··· GIVEN PASSAGE

Plaintiffs also argue that defendants' deed is void because it contains an insufficient legal description. That deed purports to convey: "a part of the West Half of the Northwest Quarter of the Southwest Quarter of Section 31, Township 11 South, Range 3 East of the third principal meridian, containing 17.2 acres more or less. Situated in the County of Johnson and the State of Illinois." Plaintiffs argue that this description fails to describe the land with any definitely ascertainable location or boundary. Although section 4a of the Conveyances Act (765 ILCS 5/4a (West 1992)), as well as case law ( Chicago & A.R. Co. v. Langer (1919), 288 Ill. 16, 21-22, 123 N.E. 61, 63), requires that real estate be conveyed with sufficient legal description to identify the land, we find that the deed in question here contains a sufficient legal description to identify the land conveyed to defendants. Although the deed describes the land conveyed as "a part of the West Half * * * containing 17.2 acres more or less" (emphasis added), a review of the exhibits contained in the record on appeal discloses that the entire west half of the northwest quarter of the southwest quarter contains approximately 17.95 acres. It is clear that the deed to defendants is intended to convey the entire west half of the northwest quarter of the southwest quarter of section 31, and the legal description contained therein is sufficient to identify the land conveyed. Accordingly, the deed to defendants is not void.

······

▶ EXERCISES:
[A] Answer these about the passage on the deed's legal description:
(i) How many acres does the deed state the conveyed land contains?
(ii) In what county and state is the land situated?
(iii) According to the exhibits in the record on appeal, about how many acres does the entire west half of the northwest quarter of the southwest quarter contain?
[B] Write what comes next in the passage on the deed's legal description, starting after its final sentence.

··· RECORD LIST

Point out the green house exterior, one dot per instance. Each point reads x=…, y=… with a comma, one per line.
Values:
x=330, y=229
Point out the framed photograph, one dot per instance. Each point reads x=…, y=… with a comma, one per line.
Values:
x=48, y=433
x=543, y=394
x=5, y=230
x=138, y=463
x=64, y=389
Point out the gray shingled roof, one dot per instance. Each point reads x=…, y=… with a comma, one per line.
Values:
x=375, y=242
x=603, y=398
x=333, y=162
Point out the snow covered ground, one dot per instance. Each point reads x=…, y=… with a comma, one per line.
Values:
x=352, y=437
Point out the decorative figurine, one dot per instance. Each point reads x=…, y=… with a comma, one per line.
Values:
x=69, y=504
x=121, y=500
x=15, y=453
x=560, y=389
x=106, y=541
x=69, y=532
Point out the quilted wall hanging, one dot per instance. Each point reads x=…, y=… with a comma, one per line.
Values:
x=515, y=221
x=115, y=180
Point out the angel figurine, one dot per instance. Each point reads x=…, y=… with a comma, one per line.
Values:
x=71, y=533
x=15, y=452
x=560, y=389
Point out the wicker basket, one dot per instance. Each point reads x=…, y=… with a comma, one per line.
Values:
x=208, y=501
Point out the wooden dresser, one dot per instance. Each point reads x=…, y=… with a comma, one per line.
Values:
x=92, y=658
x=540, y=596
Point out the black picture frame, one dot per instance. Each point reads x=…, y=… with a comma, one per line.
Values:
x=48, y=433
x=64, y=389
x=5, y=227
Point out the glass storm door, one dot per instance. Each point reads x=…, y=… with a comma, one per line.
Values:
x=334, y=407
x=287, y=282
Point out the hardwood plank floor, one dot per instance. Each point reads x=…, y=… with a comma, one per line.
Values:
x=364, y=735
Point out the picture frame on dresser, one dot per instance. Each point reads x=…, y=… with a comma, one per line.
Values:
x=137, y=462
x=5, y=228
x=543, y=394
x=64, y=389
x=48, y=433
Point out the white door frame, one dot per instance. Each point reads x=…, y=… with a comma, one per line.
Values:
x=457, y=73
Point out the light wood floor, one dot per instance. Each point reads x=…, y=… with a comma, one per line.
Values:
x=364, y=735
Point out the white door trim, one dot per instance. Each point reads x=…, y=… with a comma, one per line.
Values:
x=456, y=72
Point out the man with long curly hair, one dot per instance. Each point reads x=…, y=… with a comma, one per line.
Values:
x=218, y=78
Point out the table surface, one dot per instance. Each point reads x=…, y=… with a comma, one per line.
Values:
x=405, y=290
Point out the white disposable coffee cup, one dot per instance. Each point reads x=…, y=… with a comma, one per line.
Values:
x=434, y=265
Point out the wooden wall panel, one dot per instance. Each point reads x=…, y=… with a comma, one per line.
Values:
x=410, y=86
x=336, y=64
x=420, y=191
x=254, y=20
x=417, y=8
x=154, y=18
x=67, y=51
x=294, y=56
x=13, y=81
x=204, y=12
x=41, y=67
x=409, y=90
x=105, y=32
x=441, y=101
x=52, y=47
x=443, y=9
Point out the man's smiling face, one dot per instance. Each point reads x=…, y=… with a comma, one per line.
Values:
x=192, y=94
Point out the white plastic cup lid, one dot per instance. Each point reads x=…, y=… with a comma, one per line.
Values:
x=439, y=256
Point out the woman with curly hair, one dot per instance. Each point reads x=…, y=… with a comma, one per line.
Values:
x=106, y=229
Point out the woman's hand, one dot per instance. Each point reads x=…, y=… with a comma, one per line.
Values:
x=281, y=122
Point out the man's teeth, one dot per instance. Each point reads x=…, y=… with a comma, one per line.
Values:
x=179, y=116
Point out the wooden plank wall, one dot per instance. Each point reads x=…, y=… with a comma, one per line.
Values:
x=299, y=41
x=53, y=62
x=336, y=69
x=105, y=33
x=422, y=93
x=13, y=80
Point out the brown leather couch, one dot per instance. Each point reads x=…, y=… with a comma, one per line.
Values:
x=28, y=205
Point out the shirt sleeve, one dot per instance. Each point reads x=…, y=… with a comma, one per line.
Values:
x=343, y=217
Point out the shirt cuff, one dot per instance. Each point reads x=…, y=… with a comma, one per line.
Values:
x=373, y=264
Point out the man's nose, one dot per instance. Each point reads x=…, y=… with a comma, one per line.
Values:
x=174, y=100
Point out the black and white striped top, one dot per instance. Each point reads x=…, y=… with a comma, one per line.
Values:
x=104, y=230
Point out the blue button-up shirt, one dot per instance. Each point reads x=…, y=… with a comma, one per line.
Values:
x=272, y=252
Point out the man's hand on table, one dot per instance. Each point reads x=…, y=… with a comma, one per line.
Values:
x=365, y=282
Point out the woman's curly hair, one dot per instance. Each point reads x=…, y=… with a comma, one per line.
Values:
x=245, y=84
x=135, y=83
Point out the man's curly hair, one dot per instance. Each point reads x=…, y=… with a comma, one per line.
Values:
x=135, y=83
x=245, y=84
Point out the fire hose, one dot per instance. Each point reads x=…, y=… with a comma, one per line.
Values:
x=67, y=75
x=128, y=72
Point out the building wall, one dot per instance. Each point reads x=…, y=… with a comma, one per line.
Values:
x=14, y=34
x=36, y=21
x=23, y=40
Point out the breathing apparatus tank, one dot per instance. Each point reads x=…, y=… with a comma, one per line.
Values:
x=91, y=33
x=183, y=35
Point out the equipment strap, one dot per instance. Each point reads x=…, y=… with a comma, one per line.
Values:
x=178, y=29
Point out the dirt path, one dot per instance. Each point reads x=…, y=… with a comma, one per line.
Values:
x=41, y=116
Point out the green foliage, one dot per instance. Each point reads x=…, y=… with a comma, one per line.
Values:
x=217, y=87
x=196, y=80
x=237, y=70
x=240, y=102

······

▶ RESPONSES TO THE TASKS:
[A]
(i) 17.2 acres more or less
(ii) The County of Johnson, in the State of Illinois
(iii) Approximately 17.95 acres

[B]
Finally, plaintiffs argue that the trial court's denial of their claim for injunction prohibiting defendants from crossing their land to access their own 17.2 acres is against the manifest weight of the evidence. The trial court denied plaintiffs' claim for an injunction, based on its finding that defendants held an easement by necessity over the land of plaintiffs. We affirm the trial court's denial of plaintiffs' claim for injunction, but for a reason different than that relied upon by the trial court. Of course, this court may affirm the judgment of the trial court upon any ground appearing of record, regardless of whether it was relied upon by the trial court and regardless of whether the reason given by the trial court was correct. Material Service Corp. v. Department of Revenue (1983), 98 Ill. 2d 382, 387, 457 N.E.2d 9, 75 Ill. Dec. 219.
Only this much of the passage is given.